START Reading passage

- Born: 1986 (age 39–40)
- Education: TAISM
- Occupations: Artist; activist;
- Known for: overcoming disabilities

= Safiya al Bahlani =

Omani artist

Safiya al Bahlani (born 1986) is an Omani artist, graphic designer, disability rights activist, and motivational speaker.

== Early life and education==
Born with multiple physical disabilities — short forearms, no hands, a deformed left knee, and a short right leg stump — Safiya was adopted at the age of three by Sabah al Bahlani, a single mother. Sabah al Bahlani had been trained in the United States as a Community Health Educator and was working at the time for the Ministry of Health in Oman in a program to educate parents about children with disabilities.

Sabah took Safiya to the United States with her when she went to continue her studies. In the United States, Safiya al Bahlani was given intense speech therapy. She had speech difficulties as a child and when tested was found to be totally deaf in one ear, as well as tongue-tied. Al Bahlani also had surgery to make it easier for her to wear a prosthetic.

In school, Safiya excelled in the arts. She had been drawing since she was a child, but it was when she turned fourteen that she realized that she wants to become a professional artist. After graduating from the American International School of Muscat, she continued to study graphic design. When she moved to Jordan in 2007, she chose to change her interest in study to animation, but she continued to paint and held her first solo art exhibit in Jordan with 38 pieces that she had collected in February 2010.

END Reading passage

> [Problem set]
(a) In the biography of Safiya al Bahlani, reproduce the passage from "- Born: 1986" up to and including "and motivational speaker.", replacing "motivational speaker" with "public speaker".
(b) Answer the following questions using the biography of Safiya al Bahlani.
(i) At what age was Safiya adopted?
(ii) To what field did she change her studies after moving to Jordan in 2007?
(iii) How many pieces did her first solo art exhibit contain?
(c) Continue the biography of Safiya al Bahlani.

START Supplied data

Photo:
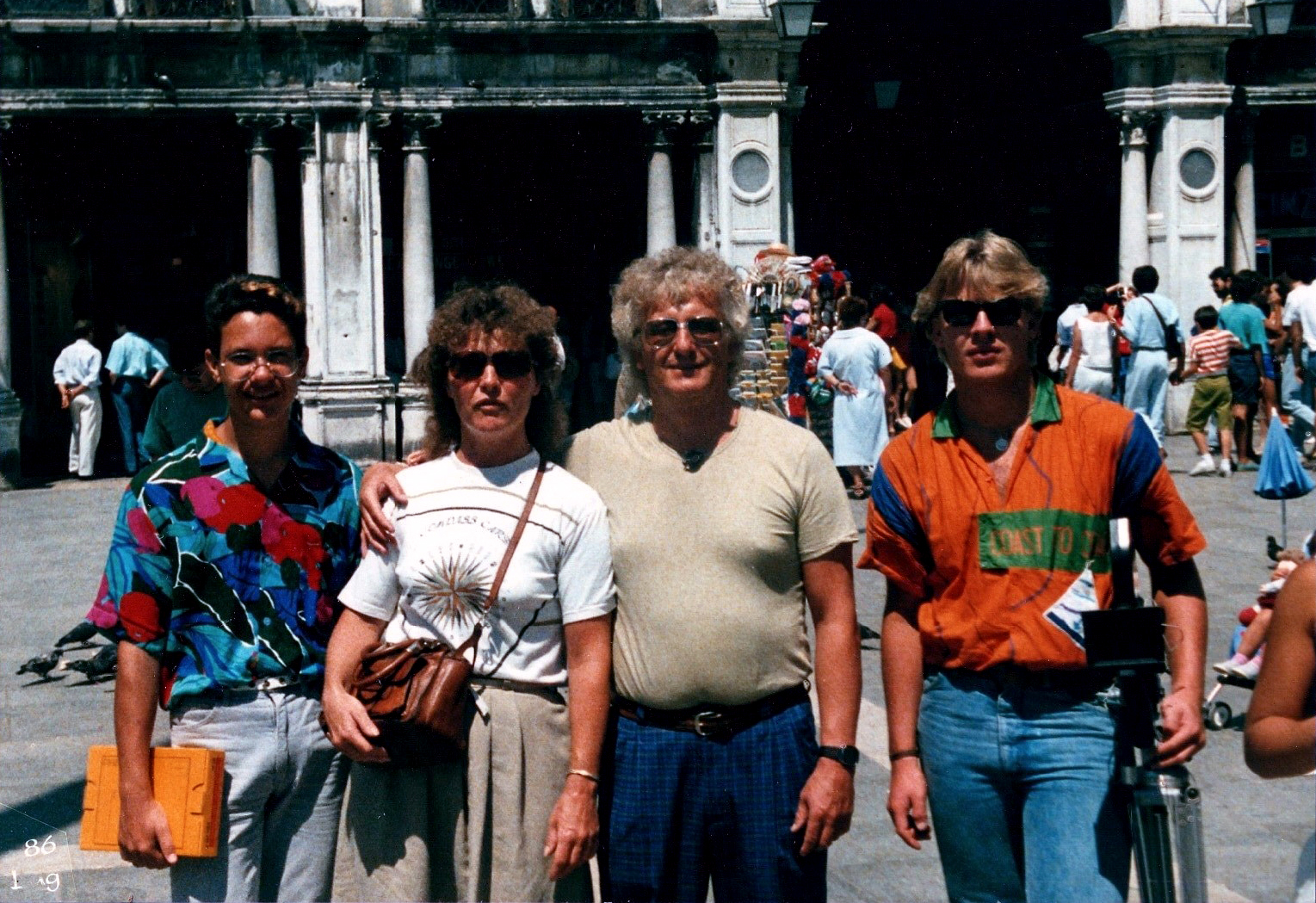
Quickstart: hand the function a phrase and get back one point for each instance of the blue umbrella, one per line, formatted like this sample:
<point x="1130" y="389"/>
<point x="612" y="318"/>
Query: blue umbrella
<point x="1281" y="474"/>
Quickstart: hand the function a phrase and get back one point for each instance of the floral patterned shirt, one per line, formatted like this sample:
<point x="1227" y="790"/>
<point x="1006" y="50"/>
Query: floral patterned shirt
<point x="223" y="582"/>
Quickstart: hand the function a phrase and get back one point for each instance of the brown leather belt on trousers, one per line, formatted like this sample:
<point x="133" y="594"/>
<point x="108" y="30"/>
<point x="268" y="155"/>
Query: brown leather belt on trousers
<point x="711" y="721"/>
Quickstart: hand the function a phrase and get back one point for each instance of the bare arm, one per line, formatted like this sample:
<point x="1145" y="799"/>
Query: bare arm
<point x="826" y="799"/>
<point x="144" y="836"/>
<point x="902" y="687"/>
<point x="574" y="825"/>
<point x="380" y="483"/>
<point x="350" y="728"/>
<point x="1279" y="740"/>
<point x="1178" y="591"/>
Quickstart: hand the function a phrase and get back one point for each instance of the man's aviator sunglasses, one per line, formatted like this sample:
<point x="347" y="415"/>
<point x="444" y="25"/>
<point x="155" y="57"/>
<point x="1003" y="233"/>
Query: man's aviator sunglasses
<point x="1002" y="312"/>
<point x="507" y="365"/>
<point x="704" y="331"/>
<point x="281" y="362"/>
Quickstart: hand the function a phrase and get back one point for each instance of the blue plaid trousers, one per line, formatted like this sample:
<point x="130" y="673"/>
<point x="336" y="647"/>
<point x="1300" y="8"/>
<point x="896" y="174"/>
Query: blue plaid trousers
<point x="679" y="811"/>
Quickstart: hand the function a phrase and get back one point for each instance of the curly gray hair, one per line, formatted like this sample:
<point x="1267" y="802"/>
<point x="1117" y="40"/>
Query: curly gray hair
<point x="671" y="276"/>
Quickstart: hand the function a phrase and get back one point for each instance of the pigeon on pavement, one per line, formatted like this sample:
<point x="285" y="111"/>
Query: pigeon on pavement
<point x="41" y="665"/>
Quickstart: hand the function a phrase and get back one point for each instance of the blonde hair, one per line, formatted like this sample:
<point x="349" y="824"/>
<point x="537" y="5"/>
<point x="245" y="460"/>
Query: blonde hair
<point x="983" y="261"/>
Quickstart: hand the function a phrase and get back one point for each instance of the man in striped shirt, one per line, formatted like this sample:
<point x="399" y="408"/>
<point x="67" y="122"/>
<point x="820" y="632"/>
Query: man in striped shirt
<point x="1208" y="361"/>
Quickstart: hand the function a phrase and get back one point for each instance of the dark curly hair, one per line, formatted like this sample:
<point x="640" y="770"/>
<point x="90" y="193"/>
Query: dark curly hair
<point x="258" y="295"/>
<point x="516" y="316"/>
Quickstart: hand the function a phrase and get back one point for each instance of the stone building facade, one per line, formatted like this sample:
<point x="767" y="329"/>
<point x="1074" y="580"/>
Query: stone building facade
<point x="1196" y="90"/>
<point x="375" y="152"/>
<point x="698" y="94"/>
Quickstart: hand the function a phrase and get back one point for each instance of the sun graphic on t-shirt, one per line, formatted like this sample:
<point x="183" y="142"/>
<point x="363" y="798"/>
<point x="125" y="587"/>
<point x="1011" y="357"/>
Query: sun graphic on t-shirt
<point x="453" y="586"/>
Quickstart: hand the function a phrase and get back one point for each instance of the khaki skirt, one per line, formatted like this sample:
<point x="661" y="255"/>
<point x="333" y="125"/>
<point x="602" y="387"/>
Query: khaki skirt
<point x="449" y="832"/>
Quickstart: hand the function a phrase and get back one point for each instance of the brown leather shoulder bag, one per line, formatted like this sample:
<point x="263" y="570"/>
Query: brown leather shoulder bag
<point x="416" y="691"/>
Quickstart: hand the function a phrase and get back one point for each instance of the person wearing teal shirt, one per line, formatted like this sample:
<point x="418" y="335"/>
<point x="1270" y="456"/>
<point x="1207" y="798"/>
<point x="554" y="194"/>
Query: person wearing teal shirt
<point x="1245" y="320"/>
<point x="134" y="368"/>
<point x="184" y="405"/>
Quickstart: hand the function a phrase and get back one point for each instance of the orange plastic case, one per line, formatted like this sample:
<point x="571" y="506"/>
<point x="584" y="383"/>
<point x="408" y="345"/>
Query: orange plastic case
<point x="188" y="783"/>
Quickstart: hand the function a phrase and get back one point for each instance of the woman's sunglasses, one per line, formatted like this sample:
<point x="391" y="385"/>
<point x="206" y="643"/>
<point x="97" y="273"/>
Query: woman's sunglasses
<point x="507" y="365"/>
<point x="1002" y="312"/>
<point x="704" y="331"/>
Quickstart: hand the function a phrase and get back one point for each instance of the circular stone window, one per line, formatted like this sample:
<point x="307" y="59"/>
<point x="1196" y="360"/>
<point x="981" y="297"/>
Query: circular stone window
<point x="751" y="171"/>
<point x="1196" y="169"/>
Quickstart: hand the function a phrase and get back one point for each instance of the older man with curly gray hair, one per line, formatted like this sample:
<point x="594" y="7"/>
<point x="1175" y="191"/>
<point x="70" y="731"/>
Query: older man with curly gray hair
<point x="726" y="523"/>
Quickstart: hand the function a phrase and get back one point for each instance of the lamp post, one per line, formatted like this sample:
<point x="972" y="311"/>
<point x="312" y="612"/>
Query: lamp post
<point x="1270" y="17"/>
<point x="794" y="19"/>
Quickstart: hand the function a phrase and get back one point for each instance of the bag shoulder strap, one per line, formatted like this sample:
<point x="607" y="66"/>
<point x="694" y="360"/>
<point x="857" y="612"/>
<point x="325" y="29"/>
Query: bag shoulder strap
<point x="516" y="534"/>
<point x="507" y="559"/>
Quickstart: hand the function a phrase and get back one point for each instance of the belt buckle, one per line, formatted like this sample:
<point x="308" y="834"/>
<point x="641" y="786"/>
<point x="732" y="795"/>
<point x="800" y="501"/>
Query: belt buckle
<point x="273" y="683"/>
<point x="708" y="723"/>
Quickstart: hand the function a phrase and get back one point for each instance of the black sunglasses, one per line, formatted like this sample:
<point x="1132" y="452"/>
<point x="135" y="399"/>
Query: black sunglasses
<point x="706" y="331"/>
<point x="507" y="365"/>
<point x="1002" y="312"/>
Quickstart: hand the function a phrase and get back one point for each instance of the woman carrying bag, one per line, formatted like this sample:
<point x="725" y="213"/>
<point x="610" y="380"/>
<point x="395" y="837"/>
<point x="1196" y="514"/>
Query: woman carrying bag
<point x="515" y="815"/>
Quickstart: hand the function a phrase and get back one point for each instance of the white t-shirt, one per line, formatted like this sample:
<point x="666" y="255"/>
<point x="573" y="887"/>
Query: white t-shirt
<point x="452" y="535"/>
<point x="1065" y="330"/>
<point x="1301" y="306"/>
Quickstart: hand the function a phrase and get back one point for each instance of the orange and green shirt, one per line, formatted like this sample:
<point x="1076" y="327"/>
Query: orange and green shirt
<point x="1003" y="577"/>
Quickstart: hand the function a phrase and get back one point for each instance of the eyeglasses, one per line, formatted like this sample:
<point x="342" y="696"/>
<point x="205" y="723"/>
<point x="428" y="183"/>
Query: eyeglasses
<point x="507" y="365"/>
<point x="281" y="362"/>
<point x="1002" y="312"/>
<point x="703" y="331"/>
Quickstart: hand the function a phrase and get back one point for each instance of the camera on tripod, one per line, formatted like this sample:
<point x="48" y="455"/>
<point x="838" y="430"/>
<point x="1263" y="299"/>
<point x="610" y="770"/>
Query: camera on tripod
<point x="1127" y="641"/>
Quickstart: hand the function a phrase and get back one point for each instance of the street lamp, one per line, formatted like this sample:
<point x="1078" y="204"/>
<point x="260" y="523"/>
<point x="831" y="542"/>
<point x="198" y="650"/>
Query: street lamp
<point x="794" y="19"/>
<point x="1270" y="16"/>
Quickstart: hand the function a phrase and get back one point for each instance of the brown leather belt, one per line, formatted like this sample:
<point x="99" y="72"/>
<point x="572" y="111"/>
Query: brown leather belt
<point x="709" y="719"/>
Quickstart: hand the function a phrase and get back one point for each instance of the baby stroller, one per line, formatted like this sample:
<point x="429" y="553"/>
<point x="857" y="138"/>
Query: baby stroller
<point x="1218" y="713"/>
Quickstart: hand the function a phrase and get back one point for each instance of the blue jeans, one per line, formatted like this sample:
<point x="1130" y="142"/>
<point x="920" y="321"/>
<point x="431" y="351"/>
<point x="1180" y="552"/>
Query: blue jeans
<point x="1298" y="399"/>
<point x="283" y="790"/>
<point x="1020" y="789"/>
<point x="131" y="408"/>
<point x="1145" y="387"/>
<point x="681" y="810"/>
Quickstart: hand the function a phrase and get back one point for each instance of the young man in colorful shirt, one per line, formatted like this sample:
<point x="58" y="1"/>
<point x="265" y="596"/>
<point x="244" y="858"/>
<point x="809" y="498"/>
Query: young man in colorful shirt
<point x="221" y="590"/>
<point x="990" y="522"/>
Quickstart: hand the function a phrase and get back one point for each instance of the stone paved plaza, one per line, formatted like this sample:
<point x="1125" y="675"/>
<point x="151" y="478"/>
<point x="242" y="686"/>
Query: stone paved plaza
<point x="54" y="540"/>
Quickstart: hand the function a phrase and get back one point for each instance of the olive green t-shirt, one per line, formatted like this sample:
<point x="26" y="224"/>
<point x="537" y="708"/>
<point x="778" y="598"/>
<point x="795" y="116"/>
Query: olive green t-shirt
<point x="709" y="587"/>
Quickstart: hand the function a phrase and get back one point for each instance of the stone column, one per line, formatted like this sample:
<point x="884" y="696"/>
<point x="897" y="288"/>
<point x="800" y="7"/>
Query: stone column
<point x="263" y="212"/>
<point x="10" y="411"/>
<point x="417" y="236"/>
<point x="346" y="399"/>
<point x="662" y="207"/>
<point x="1243" y="218"/>
<point x="1134" y="191"/>
<point x="788" y="126"/>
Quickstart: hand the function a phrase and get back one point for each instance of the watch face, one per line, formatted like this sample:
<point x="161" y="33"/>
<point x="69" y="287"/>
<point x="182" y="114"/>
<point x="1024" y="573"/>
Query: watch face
<point x="846" y="756"/>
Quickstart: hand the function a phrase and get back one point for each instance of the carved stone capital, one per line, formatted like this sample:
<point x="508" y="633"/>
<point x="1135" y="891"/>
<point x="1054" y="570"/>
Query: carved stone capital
<point x="1134" y="127"/>
<point x="261" y="126"/>
<point x="415" y="126"/>
<point x="662" y="124"/>
<point x="306" y="127"/>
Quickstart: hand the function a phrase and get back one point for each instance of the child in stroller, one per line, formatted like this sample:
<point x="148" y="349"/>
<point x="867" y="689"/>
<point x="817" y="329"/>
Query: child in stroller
<point x="1248" y="646"/>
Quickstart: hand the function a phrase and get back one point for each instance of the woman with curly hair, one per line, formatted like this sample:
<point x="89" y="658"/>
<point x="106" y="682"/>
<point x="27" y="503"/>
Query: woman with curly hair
<point x="516" y="816"/>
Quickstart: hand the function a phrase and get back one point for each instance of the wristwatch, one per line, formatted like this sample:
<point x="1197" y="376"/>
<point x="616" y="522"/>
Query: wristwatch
<point x="846" y="756"/>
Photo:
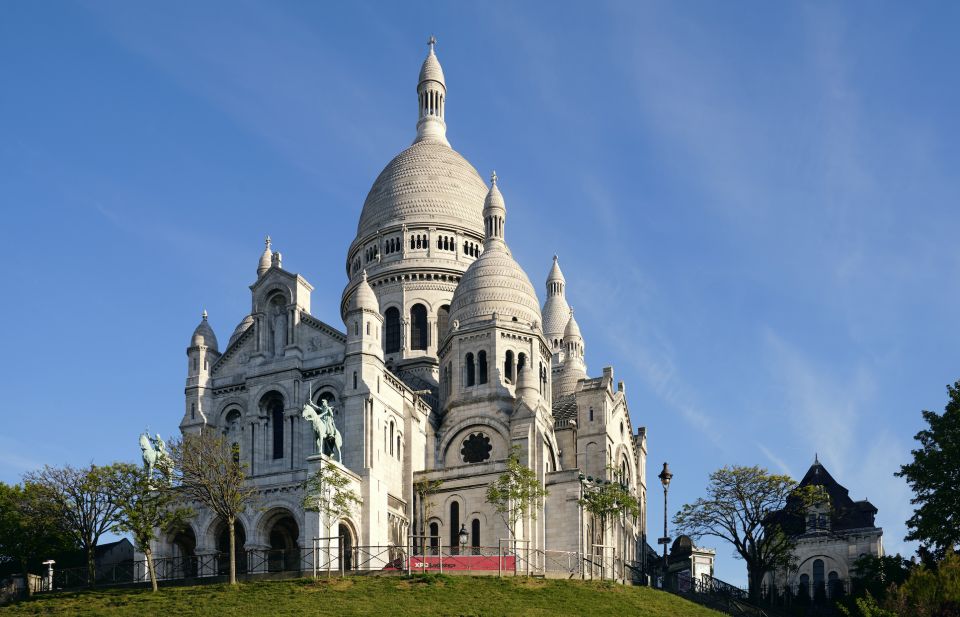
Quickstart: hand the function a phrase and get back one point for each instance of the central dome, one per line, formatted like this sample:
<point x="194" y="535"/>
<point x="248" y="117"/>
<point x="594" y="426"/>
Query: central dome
<point x="428" y="183"/>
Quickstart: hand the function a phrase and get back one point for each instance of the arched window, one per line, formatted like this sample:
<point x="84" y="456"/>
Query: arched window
<point x="418" y="327"/>
<point x="454" y="527"/>
<point x="443" y="321"/>
<point x="392" y="327"/>
<point x="434" y="538"/>
<point x="482" y="366"/>
<point x="471" y="370"/>
<point x="818" y="577"/>
<point x="272" y="405"/>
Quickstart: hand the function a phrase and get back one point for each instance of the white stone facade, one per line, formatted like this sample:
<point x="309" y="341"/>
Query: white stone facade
<point x="441" y="368"/>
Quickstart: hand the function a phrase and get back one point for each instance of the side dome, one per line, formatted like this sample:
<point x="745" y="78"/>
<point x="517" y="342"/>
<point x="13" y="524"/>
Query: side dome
<point x="428" y="183"/>
<point x="245" y="323"/>
<point x="363" y="297"/>
<point x="495" y="283"/>
<point x="203" y="335"/>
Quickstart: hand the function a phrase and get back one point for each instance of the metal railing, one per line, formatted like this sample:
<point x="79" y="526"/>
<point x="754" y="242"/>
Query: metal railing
<point x="335" y="556"/>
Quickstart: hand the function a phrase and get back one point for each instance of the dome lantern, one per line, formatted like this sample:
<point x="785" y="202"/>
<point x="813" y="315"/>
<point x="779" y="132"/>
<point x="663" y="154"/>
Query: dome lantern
<point x="431" y="99"/>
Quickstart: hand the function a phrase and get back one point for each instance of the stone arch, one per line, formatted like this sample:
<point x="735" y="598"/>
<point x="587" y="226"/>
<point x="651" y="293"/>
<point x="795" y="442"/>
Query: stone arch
<point x="497" y="430"/>
<point x="183" y="553"/>
<point x="280" y="530"/>
<point x="221" y="540"/>
<point x="347" y="532"/>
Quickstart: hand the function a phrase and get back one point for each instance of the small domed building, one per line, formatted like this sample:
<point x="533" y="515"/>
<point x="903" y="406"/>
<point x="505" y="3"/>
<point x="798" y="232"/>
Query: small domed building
<point x="444" y="365"/>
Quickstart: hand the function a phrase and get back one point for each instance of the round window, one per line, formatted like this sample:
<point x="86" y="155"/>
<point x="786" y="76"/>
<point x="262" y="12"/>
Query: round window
<point x="476" y="448"/>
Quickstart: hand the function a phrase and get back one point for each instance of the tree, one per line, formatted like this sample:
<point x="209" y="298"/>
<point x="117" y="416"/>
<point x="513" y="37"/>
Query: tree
<point x="605" y="500"/>
<point x="207" y="470"/>
<point x="146" y="504"/>
<point x="516" y="493"/>
<point x="83" y="501"/>
<point x="934" y="476"/>
<point x="737" y="509"/>
<point x="30" y="526"/>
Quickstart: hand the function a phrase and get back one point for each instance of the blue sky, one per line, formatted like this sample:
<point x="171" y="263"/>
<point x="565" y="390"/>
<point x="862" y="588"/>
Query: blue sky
<point x="754" y="205"/>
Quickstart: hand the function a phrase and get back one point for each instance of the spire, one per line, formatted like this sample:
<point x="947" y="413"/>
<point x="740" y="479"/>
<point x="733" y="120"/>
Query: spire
<point x="556" y="283"/>
<point x="494" y="213"/>
<point x="431" y="99"/>
<point x="266" y="259"/>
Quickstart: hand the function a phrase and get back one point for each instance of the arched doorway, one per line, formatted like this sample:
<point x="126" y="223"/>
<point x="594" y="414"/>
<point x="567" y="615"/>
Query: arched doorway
<point x="223" y="548"/>
<point x="183" y="553"/>
<point x="347" y="545"/>
<point x="284" y="548"/>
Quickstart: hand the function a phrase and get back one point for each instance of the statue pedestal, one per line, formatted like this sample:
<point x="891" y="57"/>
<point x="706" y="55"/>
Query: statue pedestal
<point x="318" y="529"/>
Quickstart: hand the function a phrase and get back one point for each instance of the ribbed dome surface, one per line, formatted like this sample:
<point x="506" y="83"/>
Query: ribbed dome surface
<point x="245" y="323"/>
<point x="363" y="297"/>
<point x="495" y="283"/>
<point x="428" y="183"/>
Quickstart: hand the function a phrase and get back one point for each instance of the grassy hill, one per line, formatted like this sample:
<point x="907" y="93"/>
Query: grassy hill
<point x="372" y="595"/>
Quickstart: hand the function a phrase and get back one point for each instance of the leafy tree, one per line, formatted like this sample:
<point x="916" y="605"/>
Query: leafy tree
<point x="930" y="592"/>
<point x="934" y="476"/>
<point x="146" y="504"/>
<point x="737" y="509"/>
<point x="874" y="575"/>
<point x="608" y="500"/>
<point x="30" y="526"/>
<point x="516" y="493"/>
<point x="207" y="469"/>
<point x="83" y="501"/>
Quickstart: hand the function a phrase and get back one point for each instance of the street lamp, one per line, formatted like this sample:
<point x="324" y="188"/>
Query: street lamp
<point x="665" y="477"/>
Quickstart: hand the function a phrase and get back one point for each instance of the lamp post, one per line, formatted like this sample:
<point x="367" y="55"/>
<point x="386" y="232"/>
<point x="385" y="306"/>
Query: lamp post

END Supplied data

> [Task answers]
(a)
- Born: 1986 (age 39–40)
- Education: TAISM
- Occupations: Artist; activist;
- Known for: overcoming disabilities

= Safiya al Bahlani =

Omani artist

Safiya al Bahlani (born 1986) is an Omani artist, graphic designer, disability rights activist, and public speaker.

(b)
(i) At the age of three.
(ii) Animation.
(iii) 38 pieces.

(c)
==Career==
Al Bahlani returned to Oman and was looking for a job when she met an Omani fashion designer. Together they created an exhibit of 40 paintings and 20 dresses based around a theme of His Majesty's Annual speeches. She felt that doing oil and acrylic paintings of the designs was not creative enough; she embellished the paintings with embroidery and traditional Omani tassels. This exhibit was held in March 2011.

Her second solo exhibit, 'The Growing Journey', was held in December 2012, at the Bank Muscat and included over 70 paintings. In 2016 she had a solo exhibition, entitled 'Flashback' at the Centre Franco-Omanais. Al Bahlani opened her own gallery, which launched with artwork created in collaboration with a jewellery designer, Hannah Al Lawati. In 2018 Al Bahlani was selected to create visual designs and branding for Al Mouj Muscat's environmentally-responsible transportation buggies.

=== Speaker ===
Al Bahlani has spoken a number of times on the subject of being a creative artist and a person with disabilities. Her first TEDx talk, "The chosen: Sabah al Bahlani and Safiya al Bahlani" was at TEDx Muscat in November 2013. In this talk, she and her mother spoke about the circumstances that brought them together and how they feel that everyone has a unique purpose. Her next TEDx talk, "Challenge is Your Weapon" was at TEDx Institute Le Rosey in January 2014.